- [Work instruction]: Your copy should match the entries exactly, with the pictures left out.

- [Data]:
-------------------------

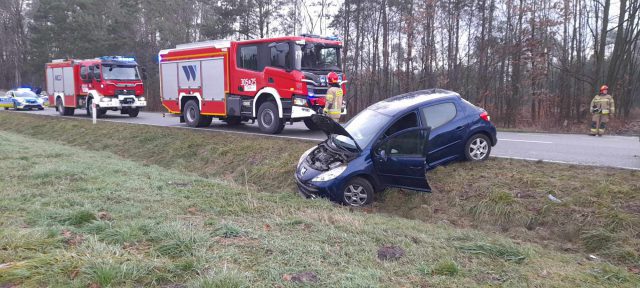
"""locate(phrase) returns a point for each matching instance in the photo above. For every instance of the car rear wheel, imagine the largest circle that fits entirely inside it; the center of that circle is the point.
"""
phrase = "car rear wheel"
(478, 148)
(310, 125)
(192, 115)
(357, 192)
(133, 112)
(268, 119)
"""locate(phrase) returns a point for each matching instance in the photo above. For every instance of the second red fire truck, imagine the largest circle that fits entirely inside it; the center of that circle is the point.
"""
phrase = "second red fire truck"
(111, 82)
(272, 81)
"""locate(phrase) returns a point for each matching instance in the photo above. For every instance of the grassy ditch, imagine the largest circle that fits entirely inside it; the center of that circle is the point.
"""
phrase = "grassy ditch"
(71, 221)
(599, 213)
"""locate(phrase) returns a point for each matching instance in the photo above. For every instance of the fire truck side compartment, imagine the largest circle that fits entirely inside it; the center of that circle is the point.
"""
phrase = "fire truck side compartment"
(213, 75)
(170, 81)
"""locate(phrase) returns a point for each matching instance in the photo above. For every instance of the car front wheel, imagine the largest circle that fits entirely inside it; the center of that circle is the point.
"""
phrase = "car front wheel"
(478, 148)
(268, 119)
(357, 192)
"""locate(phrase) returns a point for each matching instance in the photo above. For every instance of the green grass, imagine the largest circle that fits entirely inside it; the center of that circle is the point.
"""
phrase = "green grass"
(158, 234)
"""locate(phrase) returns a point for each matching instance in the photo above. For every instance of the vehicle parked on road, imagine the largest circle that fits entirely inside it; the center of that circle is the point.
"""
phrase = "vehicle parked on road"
(392, 144)
(21, 98)
(272, 81)
(111, 82)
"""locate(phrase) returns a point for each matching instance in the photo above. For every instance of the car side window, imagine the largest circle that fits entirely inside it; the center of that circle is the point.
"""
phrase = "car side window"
(408, 121)
(407, 144)
(439, 114)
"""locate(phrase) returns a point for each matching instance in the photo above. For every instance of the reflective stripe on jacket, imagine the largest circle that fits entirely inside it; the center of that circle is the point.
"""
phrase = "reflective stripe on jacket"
(334, 101)
(604, 103)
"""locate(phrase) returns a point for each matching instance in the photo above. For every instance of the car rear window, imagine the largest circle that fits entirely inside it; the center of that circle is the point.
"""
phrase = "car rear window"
(439, 114)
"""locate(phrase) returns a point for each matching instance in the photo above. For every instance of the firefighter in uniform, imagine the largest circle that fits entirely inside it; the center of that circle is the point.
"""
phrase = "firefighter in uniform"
(602, 106)
(333, 105)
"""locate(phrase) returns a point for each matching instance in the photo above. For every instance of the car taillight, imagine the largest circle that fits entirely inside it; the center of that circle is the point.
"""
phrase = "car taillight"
(485, 116)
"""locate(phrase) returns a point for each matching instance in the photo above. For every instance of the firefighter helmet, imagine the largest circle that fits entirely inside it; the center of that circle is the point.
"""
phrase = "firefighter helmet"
(332, 78)
(604, 88)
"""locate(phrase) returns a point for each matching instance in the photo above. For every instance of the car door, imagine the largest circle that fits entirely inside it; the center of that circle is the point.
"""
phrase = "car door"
(399, 158)
(6, 101)
(448, 129)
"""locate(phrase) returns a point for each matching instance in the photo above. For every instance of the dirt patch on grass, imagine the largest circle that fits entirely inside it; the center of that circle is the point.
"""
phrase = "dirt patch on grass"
(596, 214)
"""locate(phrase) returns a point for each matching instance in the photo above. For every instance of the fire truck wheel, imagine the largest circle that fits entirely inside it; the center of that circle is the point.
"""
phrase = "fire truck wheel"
(268, 119)
(310, 125)
(192, 115)
(133, 112)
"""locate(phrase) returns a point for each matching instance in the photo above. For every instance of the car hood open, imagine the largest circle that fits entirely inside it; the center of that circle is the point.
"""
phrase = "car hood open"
(329, 127)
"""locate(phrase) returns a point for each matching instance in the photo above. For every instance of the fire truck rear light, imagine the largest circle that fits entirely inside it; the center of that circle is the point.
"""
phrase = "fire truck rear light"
(485, 116)
(299, 101)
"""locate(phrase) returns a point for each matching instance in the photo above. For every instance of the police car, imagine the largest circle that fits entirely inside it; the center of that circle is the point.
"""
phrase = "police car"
(21, 98)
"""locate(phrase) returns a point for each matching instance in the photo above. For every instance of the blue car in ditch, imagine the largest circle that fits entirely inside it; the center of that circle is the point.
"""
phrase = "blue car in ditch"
(393, 143)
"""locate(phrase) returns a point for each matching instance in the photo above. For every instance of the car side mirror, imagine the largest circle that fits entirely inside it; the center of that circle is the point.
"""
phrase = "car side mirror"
(383, 155)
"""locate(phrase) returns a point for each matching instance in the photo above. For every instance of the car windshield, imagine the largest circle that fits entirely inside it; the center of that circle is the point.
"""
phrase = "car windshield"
(362, 128)
(25, 94)
(317, 56)
(120, 72)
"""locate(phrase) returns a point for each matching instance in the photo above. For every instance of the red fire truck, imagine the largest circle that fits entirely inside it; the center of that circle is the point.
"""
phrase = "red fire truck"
(273, 81)
(111, 82)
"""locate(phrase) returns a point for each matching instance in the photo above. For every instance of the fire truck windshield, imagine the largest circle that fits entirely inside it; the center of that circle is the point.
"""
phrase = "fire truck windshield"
(119, 72)
(317, 56)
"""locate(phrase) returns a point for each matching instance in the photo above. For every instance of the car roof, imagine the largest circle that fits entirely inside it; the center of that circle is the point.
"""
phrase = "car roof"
(411, 100)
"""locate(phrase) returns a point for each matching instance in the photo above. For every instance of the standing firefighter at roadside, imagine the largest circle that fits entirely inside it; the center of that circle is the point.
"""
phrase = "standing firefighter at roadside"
(333, 106)
(601, 106)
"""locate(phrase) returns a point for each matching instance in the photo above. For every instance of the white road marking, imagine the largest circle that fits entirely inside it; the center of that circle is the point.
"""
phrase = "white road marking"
(563, 162)
(528, 141)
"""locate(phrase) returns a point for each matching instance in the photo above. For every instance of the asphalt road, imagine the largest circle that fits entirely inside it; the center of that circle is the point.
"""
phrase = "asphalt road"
(611, 151)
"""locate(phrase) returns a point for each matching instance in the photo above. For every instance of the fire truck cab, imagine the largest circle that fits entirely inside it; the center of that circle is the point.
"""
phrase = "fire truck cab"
(272, 81)
(111, 82)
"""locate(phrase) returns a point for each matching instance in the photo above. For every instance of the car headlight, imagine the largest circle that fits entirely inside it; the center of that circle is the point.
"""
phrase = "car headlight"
(304, 155)
(299, 101)
(330, 175)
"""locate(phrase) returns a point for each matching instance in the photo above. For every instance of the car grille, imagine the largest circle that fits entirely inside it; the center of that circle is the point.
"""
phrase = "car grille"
(306, 189)
(125, 92)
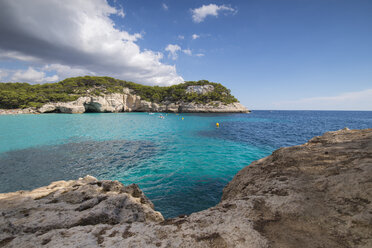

-------------------------

- [Written solution]:
"""locate(phrase) returns a point for each matching instance in the photo above. For every instance of the car rear wheel, imagine the largest circle that fits entirely inside it; the center of that circle is the point.
"""
phrase = "car rear wheel"
(478, 148)
(310, 125)
(192, 115)
(357, 192)
(133, 112)
(268, 119)
"""locate(phrase) returns a point for each matching instance in the photo above. For every instance of the second red fire truck, imagine the largest circle that fits entirely inside it; the center of that circle is the point.
"""
phrase = "second red fire truck"
(111, 82)
(272, 81)
"""locate(phrase) returns a point for each matching instance in the photo above. For every instance of the grassy ditch, imagine the largest circle that fits entirely inside it; the center of that circle is the point.
"""
phrase = "grassy ditch"
(71, 221)
(599, 213)
"""locate(phrase) returns a point for each matching instance in the photo above. For every instance of the fire truck side compartment, imagine the largest circle that fits entirely inside it; the center of that circle is the point.
"""
phrase = "fire truck side compartment"
(213, 75)
(170, 81)
"""locate(phrase) returns a point for each matching instance in the photo above. For every instance of the car front wheel, imagine the largest circle that fits entirely inside it; the center of that circle is the point.
"""
phrase = "car front wheel"
(478, 148)
(268, 119)
(357, 192)
"""locate(phrase) returns a point for each matching instance in the photo above. For every instance of the green grass, imagine the largest circle that fits entirely inside it; the center of that circle is the point.
"""
phrase = "green grass"
(158, 234)
"""locate(phrase) returns a point for each matching instance in the photo above. For every instance of the vehicle parked on road, imagine the largest circle that fits entirely inside it; the center of that circle is the point.
"""
phrase = "vehicle parked on road"
(392, 144)
(21, 98)
(272, 81)
(111, 82)
"""locate(phrase) returns a point for each matching instance in the photo above. For every instance of the car side window, imagine the largest circle that fits entirely inside it; the center of that circle is the point.
"""
phrase = "car side window"
(408, 121)
(407, 144)
(439, 114)
"""locate(phrase) returns a point for each matching instance in the photo above. For every instance of the reflective stripe on jacket, imagine the largest circle that fits entirely inside it; the center of that circle is the point.
"""
phrase = "reflective stripe on jacket"
(334, 101)
(604, 103)
"""locate(phrase) returns a point for each matching instance in the photo above. For every instance of the car rear window, imagine the largest circle that fits entirely inside it; the center of that circle is the point.
"""
phrase = "car rear window"
(439, 114)
"""locate(phrase) returns a point for each matching instance in the photo above. For every instance of the firefighter in uniform, imagine the largest circle that fits entirely inside it; the center of that circle is the point.
"""
phrase = "firefighter in uniform"
(602, 106)
(333, 105)
"""locate(phrase) returns a point for each matching instance in the photo above. For every instance of the car taillight, imagine the largest circle that fits entirely inside it; the center of that circle is the point.
"""
phrase = "car taillight"
(485, 116)
"""locate(phrase) returns a point for each matching instance in the photo above. For every instance of the firefighter helmet, imagine the largest circle that fits entirely inside it; the center of that circle is the point.
"""
phrase = "firefighter helmet"
(332, 78)
(604, 88)
"""locate(phrase) returns a point for each matching instance in the photo above. For every instance of the car door, imagine the largest circle that fits entirely inside it; the center of that circle is the point.
"""
phrase = "car door"
(399, 158)
(6, 101)
(448, 129)
"""locate(phrase) returns a point for each matching instance in the photo above. For every instance of the dirt patch on grass, imagine the largest circle that fits entirely inside it; the center of that circle is the point.
"""
phrase = "dirt patch on grass"
(596, 214)
"""locate(phrase) returns a point for each matching instance in the photo above. For every instance of the fire truck wheel, imagine the largest circle that fits entirely inside it; the center of that circle is the point.
"""
phrase = "fire truck wheel"
(268, 119)
(310, 125)
(192, 115)
(133, 112)
"""locate(phrase) returns a point for each matching instance in the photo above. For every instance of the car hood open, imagine the largest circle that fits entirely inside it; the center of that circle is the point.
"""
phrase = "car hood open"
(329, 127)
"""locate(phrase) returns a point for each matching instance in the photo above. For every instance of the fire truck rear light, imagine the largest circle that fits entirely inside it; the center of that circle is the point.
"""
phrase = "fire truck rear light"
(485, 116)
(299, 101)
"""locate(phrase) returns a point for each matching instance in the photo above. For every instance of the police car, imagine the largest circle that fits entirely inside it; the center of that circle is the point.
"""
phrase = "police car"
(21, 98)
"""locate(phrase) returns a point for each matching instance in the photo above. For every instance of the blue car in ditch, imagine the largest circle that fits entirely inside it; the center of that circle is the point.
"""
phrase = "blue car in ditch"
(393, 143)
"""locate(phrase) returns a point for each matching instance in the photo above. For every instance of the car side mirror, imagine the largest circle that fits entirely inside it; the center of that circle is the point.
"""
phrase = "car side mirror"
(383, 155)
"""locate(phrase) returns a point for each matching instance in the photo above. For every instance of the car windshield, imagine the largest circle that fits entirely inside it; the center of that circle is the point.
"""
phrase = "car windshield"
(362, 128)
(25, 94)
(317, 56)
(120, 72)
"""locate(phrase) returns a point for each matching instance in the photo above. For every instance of the red fire truck, imagine the largest circle that fits entirely inside it; the center of that circle is the point.
"""
phrase = "red fire truck"
(273, 81)
(111, 82)
"""locate(phrase) returns a point for each matching instance in the photo above. For every instance of the fire truck windshield, imagine the largest circle that fits entirely inside it; the center of that circle is the point.
"""
phrase = "fire truck windshield"
(119, 72)
(317, 56)
"""locate(phrase) returns a point for each matching instance in the photo above. For every instance of the car roof, imagine the largest circle that fits entirely inside it; the center of that circle is the point.
"""
phrase = "car roof"
(411, 100)
"""locate(phrase) returns a point for each matching instance in the photo above. For every instance of the standing firefighter at roadside, imagine the largest circle that fits entirely inside it; the center of that circle is the point.
"""
phrase = "standing firefighter at roadside"
(333, 106)
(601, 106)
"""locate(phrase) returns a point for each matching instance in the photo above. For every instance of the white road marking, imagine the largest circle that fits entirely inside it; the center of that circle is the point.
"""
phrase = "white road marking"
(563, 162)
(528, 141)
"""locate(phrase) returns a point for each matching instance in the photo above. For every instance of the asphalt road, imagine the largest circle that fits entirely inside it; the center of that circle is the point.
"""
phrase = "asphalt road"
(611, 151)
"""locate(phrase) returns a point for each matching instance in the photo above. For every instance of the fire truck cab, imagine the largest circle that fits entirely inside it; the center of that circle is the point.
"""
phrase = "fire truck cab"
(272, 81)
(111, 82)
"""locate(phrase) returns a point for each matching instance in the photo above. For every instance of the car headlight, imagine the largest circle that fits entirely inside it; the center of that circle is the point.
"""
phrase = "car headlight"
(304, 155)
(299, 101)
(330, 175)
"""locate(phrase) returns a point for each matching instance in the photo above. For every instance of the car grille, imagine the largest circle that fits entirely inside it; the center of that circle is the point.
"""
phrase = "car grille"
(306, 189)
(125, 92)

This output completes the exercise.